■ OBJETIVO DA TAREFA
Dê sequência ao texto sobre os agentes de combate às endemias, começando logo depois da última frase dele.

Vistoria de residências, depósitos, terrenos baldios e estabelecimentos comerciais para buscar focos endêmicos. Inspeção cuidadosa de caixas d’água, calhas e telhados. Aplicação de larvicidas e inseticidas. Orientações quanto à prevenção e tratamento de doenças infecciosas. Recenseamento de animais. Essas atividades são fundamentais para prevenir e controlar doenças como dengue, chagas, leishmaniose e malária e fazem parte das atribuições do agente de combate de endemias (ACE), um trabalhador de nível médio que teve suas atividades regulamentadas em 2006, mas que ainda tem muito o que conquistar, especialmente no que diz respeito à formação.
Assim como os agentes comunitários de saúde (ACS), os ACEs trabalham em contato direto com a população e, para o secretário de Vigilância em Saúde do Ministério da Saúde, Gerson Penna, esse é um dos fatores mais importantes para garantir o sucesso do trabalho. “A dengue, por exemplo, representa um grande desafio para gestores e profissionais de saúde. E sabemos que um componente importante é o envolvimento da comunidade no controle do mosquito transmissor. Tanto o ACS como o ACE, trabalhando diretamente com a comunidade, são atores importantes para a obtenção de resultados positivos”, observa.
O ACE é um profissional fundamental para o contole de endemias e deve trabalhar de forma integrada às equipes de atenção básica na Estratégia Saúde da Família, participando das reuniões e trabalhando sempre em parceria com o ACS. “Além disso, o agente de endemias pode contribuir para promover uma integração entre as vigilâncias epidemiológica, sanitária e ambiental . Como está em contato permanente com a comunidade onde trabalha, ele conhece os principais problemas da região e pode envolver a população na busca da solução dessas questões”, acredita o secretário.
Precarização
Durante muito tempo, as ações de controle de endemias foram centralizadas pela esfera federal, que, desde os anos 70, era responsável pelos chamados ‘agentes de saúde pública’. Mas, seguindo um dos princípios básicos do Sistema Único de Saúde (SUS), em 1999 as ações de vigilância passaram a ser descentralizadas e hoje o município é o principal responsável por elas. O problema é que boa parte dos agentes ficou precarizada, sem um piso salarial comum e trabalhando por contratos temporários.

■ ENTRADAS FORNECIDAS
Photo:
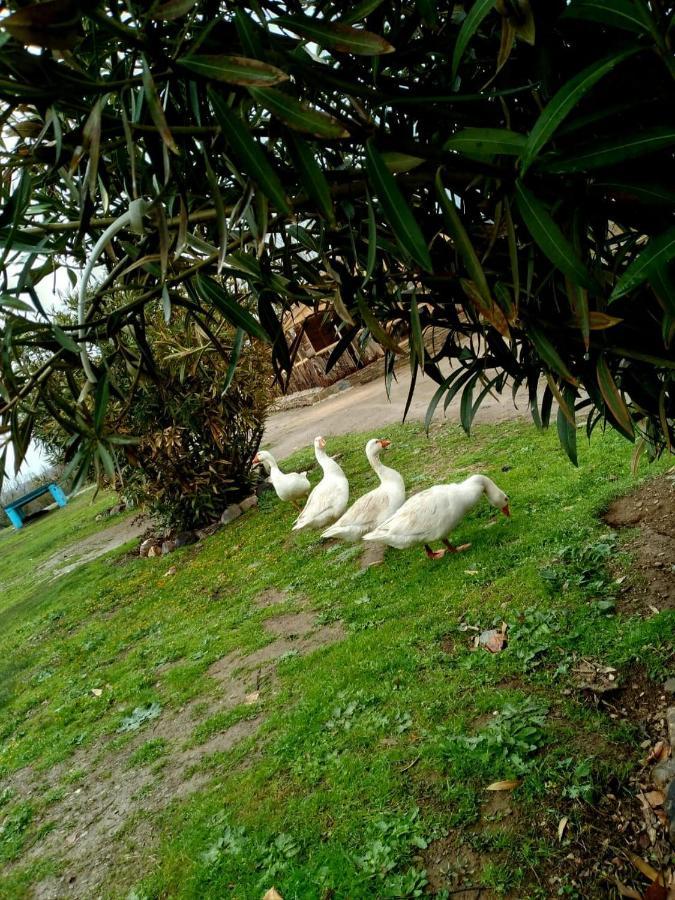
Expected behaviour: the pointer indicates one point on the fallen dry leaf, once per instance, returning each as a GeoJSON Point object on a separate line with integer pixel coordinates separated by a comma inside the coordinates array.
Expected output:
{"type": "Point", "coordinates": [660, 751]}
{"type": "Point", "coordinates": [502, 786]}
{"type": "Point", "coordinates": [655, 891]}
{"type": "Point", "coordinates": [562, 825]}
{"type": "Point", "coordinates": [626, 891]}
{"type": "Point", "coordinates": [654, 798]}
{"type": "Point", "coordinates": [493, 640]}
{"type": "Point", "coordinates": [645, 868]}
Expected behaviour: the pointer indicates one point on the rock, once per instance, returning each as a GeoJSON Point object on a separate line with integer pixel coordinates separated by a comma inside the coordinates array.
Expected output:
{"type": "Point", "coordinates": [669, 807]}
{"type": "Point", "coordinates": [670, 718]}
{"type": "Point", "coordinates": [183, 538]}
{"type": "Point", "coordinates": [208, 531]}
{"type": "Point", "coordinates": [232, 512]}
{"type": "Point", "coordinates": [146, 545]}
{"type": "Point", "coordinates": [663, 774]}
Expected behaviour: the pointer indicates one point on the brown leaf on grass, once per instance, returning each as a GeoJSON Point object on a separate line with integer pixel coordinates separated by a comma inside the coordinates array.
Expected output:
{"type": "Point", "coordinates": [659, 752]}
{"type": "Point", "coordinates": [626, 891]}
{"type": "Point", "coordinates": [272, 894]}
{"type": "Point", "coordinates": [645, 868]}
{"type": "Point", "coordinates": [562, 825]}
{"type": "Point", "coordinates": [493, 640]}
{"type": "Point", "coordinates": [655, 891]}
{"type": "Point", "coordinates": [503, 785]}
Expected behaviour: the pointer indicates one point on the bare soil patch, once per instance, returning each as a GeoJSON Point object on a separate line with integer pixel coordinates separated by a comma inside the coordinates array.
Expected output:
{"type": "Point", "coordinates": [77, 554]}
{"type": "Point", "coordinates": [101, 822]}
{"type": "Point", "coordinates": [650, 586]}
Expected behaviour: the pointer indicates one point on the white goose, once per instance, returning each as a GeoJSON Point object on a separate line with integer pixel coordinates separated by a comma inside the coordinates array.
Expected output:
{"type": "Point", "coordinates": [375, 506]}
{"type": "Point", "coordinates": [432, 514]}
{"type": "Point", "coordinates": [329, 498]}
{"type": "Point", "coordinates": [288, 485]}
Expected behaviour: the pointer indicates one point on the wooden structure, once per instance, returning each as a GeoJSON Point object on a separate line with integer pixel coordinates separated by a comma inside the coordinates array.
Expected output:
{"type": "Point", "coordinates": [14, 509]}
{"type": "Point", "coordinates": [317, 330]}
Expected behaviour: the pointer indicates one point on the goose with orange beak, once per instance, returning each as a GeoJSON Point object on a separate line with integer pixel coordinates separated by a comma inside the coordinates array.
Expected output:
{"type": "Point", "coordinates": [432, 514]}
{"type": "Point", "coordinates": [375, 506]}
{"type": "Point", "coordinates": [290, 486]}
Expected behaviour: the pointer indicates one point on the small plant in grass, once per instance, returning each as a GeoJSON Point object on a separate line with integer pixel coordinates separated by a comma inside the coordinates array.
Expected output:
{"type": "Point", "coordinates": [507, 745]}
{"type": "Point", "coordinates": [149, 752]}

■ ESPAÇO DA RESPOSTA
Apenas em 2006 foi publicada a lei 11.350 , que descreve e regulamenta o trabalho dos ACEs e ACS. O texto diz que o trabalho dos agentes deve se dar exclusivamente no âmbito do SUS, que a contratação temporária ou terceirizada não é permitida (a não ser em caso de surtos endêmicos) e que deve ser feita por meio de seleção pública – alguns municípios já vêm realizando seleções. A lei diz ainda que um dos requisitos para o exercício da atividade do agente de endemias é ter concluído um curso introdutório de formação inicial e continuada. E aí surge um problema: se, por um lado, a qualificação é requisito para exercer esse trabalho, por outro, apenas alguns estados oferecem cursos de formação para esses profissionais. “Ainda não existe um padrão definido nacionalmente. É nessa proposta que stamos trabalhando”, explica Gerson Penna.
O secretário se refere a um processo coordenado pelo Departamento de Gestão da Educação na Saúde da Secretaria de Gestão do Trabalho e da Educação na Saúde do Ministério da Saúde (Deges/ SGTES/MS), com participação da Secretaria de Vigilância Sanitária (SVS), da EPSJV/Fiocruz e da Agência Nacional de Vigilância Sanitária (Anvisa), que pretende estabelecer referenciais curriculares para orientarem as escolas técnicas na elaboração de seus cursos, além de resolver uma outra questão: a definição do perfil de competências dos profissionais de nível médio. Isso porque o ACE é, na prática, responsável pelas atividades descritas no início deste texto, mas essas atribuições ainda não estão formalmente delimitadas. “As atribuições dependem do perfil epidemiológico da localidade onde os agentes trabalham e da organização dos serviços de saúde, pois o gestor municipal é soberano na definição de suas prioridades. Mas sabemos da necessidade de definir mais claramente os papéis de cada profissional quando pensamos o trabalho em equipe, e estamos empenhados nesse sentido”, explica Penna.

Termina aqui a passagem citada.